» **Given exercise**: Write out, with no changes, the lines of the records from the one containing "Task: Indicate the tufted" through the end of the records, including both ends and nothing else.

[Start of Task inputs]

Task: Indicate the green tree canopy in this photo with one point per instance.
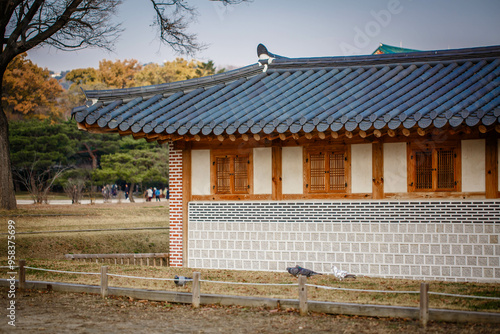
(135, 166)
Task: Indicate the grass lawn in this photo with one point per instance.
(46, 250)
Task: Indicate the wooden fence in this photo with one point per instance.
(423, 313)
(148, 259)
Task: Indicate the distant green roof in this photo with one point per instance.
(384, 48)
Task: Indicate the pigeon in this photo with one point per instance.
(298, 270)
(181, 280)
(341, 274)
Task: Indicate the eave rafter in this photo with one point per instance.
(370, 135)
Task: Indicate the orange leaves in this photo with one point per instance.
(29, 91)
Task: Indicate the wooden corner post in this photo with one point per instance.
(424, 304)
(196, 289)
(303, 295)
(104, 281)
(22, 275)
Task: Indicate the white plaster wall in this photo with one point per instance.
(361, 168)
(200, 172)
(292, 170)
(262, 170)
(473, 165)
(395, 170)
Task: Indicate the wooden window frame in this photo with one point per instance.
(232, 154)
(308, 151)
(433, 148)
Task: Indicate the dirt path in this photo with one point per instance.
(50, 312)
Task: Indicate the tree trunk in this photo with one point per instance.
(7, 195)
(131, 192)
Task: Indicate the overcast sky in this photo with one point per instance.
(294, 28)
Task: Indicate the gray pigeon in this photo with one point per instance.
(293, 271)
(298, 270)
(181, 280)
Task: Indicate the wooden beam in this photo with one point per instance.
(378, 170)
(491, 167)
(277, 191)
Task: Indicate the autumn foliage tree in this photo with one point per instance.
(29, 91)
(73, 25)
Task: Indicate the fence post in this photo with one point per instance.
(303, 295)
(424, 304)
(104, 281)
(22, 275)
(196, 289)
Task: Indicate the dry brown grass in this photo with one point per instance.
(47, 251)
(285, 291)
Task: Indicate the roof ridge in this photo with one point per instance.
(172, 87)
(384, 59)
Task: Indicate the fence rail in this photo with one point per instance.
(147, 259)
(423, 312)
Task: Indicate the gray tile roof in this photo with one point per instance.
(291, 95)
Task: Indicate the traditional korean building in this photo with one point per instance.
(384, 165)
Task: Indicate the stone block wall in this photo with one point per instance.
(455, 240)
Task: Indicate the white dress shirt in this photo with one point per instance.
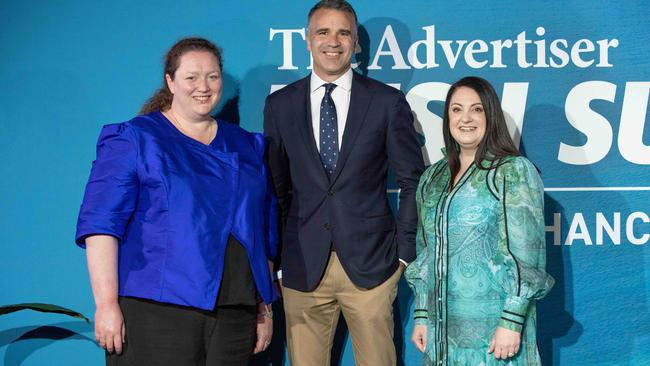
(341, 98)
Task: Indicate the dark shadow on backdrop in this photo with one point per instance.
(554, 312)
(23, 341)
(228, 107)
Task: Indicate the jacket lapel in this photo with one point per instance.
(360, 98)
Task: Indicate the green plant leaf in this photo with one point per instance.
(45, 308)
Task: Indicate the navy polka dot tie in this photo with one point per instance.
(329, 134)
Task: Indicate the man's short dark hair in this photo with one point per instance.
(340, 5)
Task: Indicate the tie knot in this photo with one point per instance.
(329, 87)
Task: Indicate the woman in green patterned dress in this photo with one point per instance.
(480, 241)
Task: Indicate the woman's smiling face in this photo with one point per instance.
(467, 122)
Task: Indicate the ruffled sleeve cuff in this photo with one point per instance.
(420, 311)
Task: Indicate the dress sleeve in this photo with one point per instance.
(271, 221)
(522, 246)
(112, 189)
(417, 272)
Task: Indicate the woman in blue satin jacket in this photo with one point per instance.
(178, 225)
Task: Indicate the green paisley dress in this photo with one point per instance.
(480, 261)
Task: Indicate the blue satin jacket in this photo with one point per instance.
(172, 201)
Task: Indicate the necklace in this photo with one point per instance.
(211, 131)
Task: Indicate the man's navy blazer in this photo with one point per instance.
(348, 212)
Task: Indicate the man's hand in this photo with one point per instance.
(264, 328)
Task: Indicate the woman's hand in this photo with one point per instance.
(101, 251)
(505, 343)
(109, 327)
(264, 328)
(419, 337)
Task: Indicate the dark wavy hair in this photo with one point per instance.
(162, 98)
(496, 142)
(340, 5)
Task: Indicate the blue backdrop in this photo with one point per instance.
(574, 77)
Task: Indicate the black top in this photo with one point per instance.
(237, 285)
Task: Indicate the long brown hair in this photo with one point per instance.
(162, 98)
(496, 142)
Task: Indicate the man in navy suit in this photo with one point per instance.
(332, 137)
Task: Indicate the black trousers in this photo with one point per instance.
(165, 334)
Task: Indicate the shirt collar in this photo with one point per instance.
(344, 81)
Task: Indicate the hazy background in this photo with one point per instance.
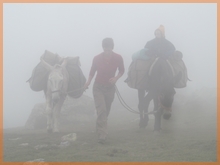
(78, 29)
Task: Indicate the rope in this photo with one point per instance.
(126, 106)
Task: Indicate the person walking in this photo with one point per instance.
(105, 65)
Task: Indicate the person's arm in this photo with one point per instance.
(121, 70)
(91, 74)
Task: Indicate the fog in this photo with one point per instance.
(70, 29)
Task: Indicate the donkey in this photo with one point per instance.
(56, 92)
(161, 90)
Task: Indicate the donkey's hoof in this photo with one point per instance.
(157, 133)
(50, 130)
(167, 115)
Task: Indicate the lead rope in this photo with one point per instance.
(124, 104)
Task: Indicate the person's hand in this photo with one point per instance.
(86, 86)
(113, 80)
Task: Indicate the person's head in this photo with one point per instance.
(160, 32)
(107, 44)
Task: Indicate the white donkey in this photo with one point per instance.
(56, 92)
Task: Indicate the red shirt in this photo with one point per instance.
(106, 68)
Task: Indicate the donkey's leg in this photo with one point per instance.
(49, 116)
(141, 94)
(56, 114)
(158, 114)
(146, 103)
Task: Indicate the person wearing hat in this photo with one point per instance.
(105, 65)
(160, 46)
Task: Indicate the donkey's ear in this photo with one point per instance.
(78, 61)
(177, 77)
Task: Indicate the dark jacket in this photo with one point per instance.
(160, 47)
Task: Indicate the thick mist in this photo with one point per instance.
(70, 29)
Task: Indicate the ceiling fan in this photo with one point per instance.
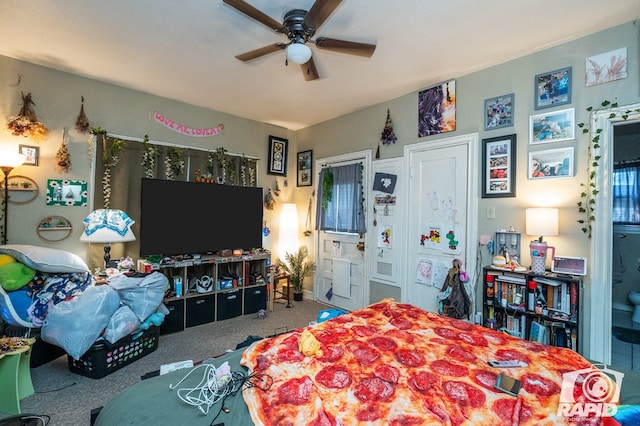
(300, 26)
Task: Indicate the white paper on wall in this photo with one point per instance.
(341, 277)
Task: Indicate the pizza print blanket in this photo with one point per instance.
(395, 364)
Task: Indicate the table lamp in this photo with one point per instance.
(8, 161)
(107, 226)
(541, 221)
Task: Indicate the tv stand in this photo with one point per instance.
(239, 287)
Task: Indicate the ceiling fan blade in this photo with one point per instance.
(319, 12)
(309, 70)
(344, 46)
(256, 14)
(253, 54)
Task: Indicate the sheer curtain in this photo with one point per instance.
(340, 205)
(626, 194)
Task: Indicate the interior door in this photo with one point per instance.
(341, 271)
(441, 208)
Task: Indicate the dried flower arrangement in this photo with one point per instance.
(82, 122)
(26, 123)
(63, 158)
(149, 156)
(174, 164)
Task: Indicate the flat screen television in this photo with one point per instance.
(185, 218)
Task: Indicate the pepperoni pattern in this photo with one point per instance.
(395, 364)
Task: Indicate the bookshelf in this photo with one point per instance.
(542, 308)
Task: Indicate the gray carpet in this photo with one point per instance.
(68, 398)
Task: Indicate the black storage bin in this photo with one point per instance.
(175, 320)
(103, 358)
(229, 304)
(200, 309)
(255, 298)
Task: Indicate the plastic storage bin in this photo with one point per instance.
(104, 358)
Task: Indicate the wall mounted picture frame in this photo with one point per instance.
(552, 126)
(277, 156)
(553, 88)
(551, 163)
(64, 192)
(499, 167)
(31, 152)
(499, 112)
(304, 165)
(437, 109)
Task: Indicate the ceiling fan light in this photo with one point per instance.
(298, 53)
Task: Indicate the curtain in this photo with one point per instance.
(340, 200)
(626, 195)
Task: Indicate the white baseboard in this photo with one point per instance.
(622, 307)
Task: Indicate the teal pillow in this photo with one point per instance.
(15, 275)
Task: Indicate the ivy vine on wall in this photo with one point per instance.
(589, 190)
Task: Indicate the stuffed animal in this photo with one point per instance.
(14, 275)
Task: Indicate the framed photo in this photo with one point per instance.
(31, 152)
(64, 192)
(553, 88)
(499, 112)
(304, 168)
(499, 167)
(437, 109)
(552, 126)
(277, 156)
(551, 163)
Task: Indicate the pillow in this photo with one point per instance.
(20, 300)
(45, 259)
(15, 275)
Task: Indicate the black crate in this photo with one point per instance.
(255, 298)
(103, 358)
(229, 304)
(174, 321)
(200, 309)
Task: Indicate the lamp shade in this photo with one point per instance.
(298, 53)
(10, 159)
(108, 226)
(541, 221)
(288, 241)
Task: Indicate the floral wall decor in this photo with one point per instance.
(63, 158)
(82, 122)
(26, 123)
(388, 136)
(149, 156)
(173, 163)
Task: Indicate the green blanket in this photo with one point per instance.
(152, 401)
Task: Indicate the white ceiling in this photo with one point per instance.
(184, 50)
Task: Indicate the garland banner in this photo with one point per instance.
(185, 130)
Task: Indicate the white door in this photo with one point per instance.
(341, 268)
(441, 191)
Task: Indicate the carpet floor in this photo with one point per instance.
(68, 398)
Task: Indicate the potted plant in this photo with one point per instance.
(297, 267)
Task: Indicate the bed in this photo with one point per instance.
(389, 363)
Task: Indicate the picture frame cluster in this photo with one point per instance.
(548, 125)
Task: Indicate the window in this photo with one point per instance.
(626, 192)
(340, 200)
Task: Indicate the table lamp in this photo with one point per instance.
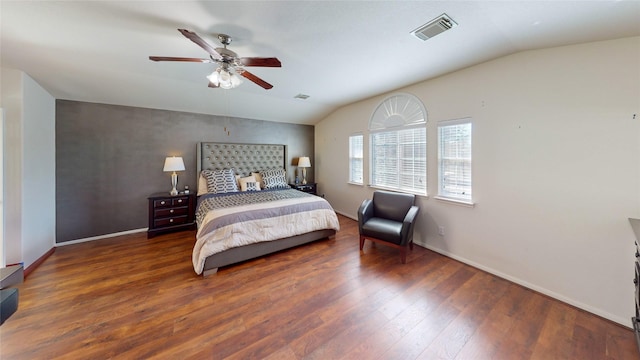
(304, 163)
(173, 164)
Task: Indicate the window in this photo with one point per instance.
(398, 145)
(356, 158)
(454, 160)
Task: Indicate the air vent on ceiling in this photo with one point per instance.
(434, 27)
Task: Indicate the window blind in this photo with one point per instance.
(454, 159)
(399, 159)
(356, 158)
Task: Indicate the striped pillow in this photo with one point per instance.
(274, 179)
(220, 181)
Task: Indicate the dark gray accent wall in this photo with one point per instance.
(109, 159)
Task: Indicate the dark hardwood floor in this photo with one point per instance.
(133, 298)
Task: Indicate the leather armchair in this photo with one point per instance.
(388, 219)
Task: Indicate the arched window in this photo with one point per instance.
(398, 143)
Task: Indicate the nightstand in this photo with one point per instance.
(169, 213)
(310, 188)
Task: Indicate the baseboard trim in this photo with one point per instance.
(38, 262)
(347, 215)
(605, 315)
(106, 236)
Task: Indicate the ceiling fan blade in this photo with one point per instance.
(267, 62)
(200, 42)
(171, 58)
(254, 78)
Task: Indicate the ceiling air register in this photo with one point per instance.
(434, 27)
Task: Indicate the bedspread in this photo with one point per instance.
(231, 220)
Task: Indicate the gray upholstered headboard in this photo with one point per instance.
(243, 158)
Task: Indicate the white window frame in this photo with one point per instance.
(356, 159)
(397, 165)
(455, 164)
(410, 171)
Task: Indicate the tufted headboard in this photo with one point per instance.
(243, 158)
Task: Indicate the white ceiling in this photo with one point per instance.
(337, 52)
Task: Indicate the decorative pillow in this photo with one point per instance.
(252, 186)
(258, 177)
(274, 179)
(202, 184)
(220, 181)
(249, 183)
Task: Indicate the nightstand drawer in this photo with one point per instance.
(160, 213)
(178, 220)
(179, 201)
(169, 213)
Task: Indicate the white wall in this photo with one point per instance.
(11, 97)
(556, 170)
(29, 158)
(38, 172)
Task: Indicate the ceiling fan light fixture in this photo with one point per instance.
(214, 77)
(224, 79)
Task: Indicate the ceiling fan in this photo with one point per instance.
(229, 62)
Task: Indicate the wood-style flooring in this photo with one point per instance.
(133, 298)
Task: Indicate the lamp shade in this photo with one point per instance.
(304, 161)
(173, 163)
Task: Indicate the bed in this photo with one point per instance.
(234, 226)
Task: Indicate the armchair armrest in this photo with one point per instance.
(408, 223)
(365, 212)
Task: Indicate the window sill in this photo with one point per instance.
(460, 202)
(397, 190)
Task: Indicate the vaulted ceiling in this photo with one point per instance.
(337, 52)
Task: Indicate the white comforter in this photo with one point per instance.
(234, 226)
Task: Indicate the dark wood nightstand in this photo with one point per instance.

[End of Task inputs]

» **Output of the task**:
Task: Indicate the tufted headboard in this photo with one point per instance.
(243, 158)
Task: Indicate the white ceiling in this photo with one point per instance.
(337, 52)
Task: Indicate the decorative pillow in this photo with one point per instance.
(252, 186)
(258, 177)
(274, 179)
(202, 184)
(220, 181)
(249, 183)
Task: Indicate the nightstand drawer in this photo with one point per instance.
(160, 213)
(178, 220)
(179, 201)
(169, 213)
Task: Indicate the white wall in this photo with one point per instance.
(11, 97)
(556, 170)
(29, 158)
(38, 172)
Task: Indicate the ceiling fan light fixture in this photo with one point per instance.
(214, 77)
(224, 79)
Task: Indicate the ceiling fan in this photo with one point per instance.
(229, 62)
Task: Indicate the wood-style flooring in this photo with one point per instance.
(133, 298)
Task: Indicate the lamp shade in this photo with one point per instance.
(304, 161)
(173, 163)
Task: Indicate the bed in this photo with one point per instance.
(234, 226)
Task: Indicate the armchair armrest in this photo with one point per instance.
(408, 223)
(365, 212)
Task: Indicate the window sill in this photo with one point per instance.
(460, 202)
(397, 190)
Task: Indicate the vaulted ceiling in this photo with one point per instance.
(337, 52)
Task: Indicate the white comforter in this photo with one point per instance.
(234, 226)
Task: Indicate the dark wood nightstand in this photo with one point per instance.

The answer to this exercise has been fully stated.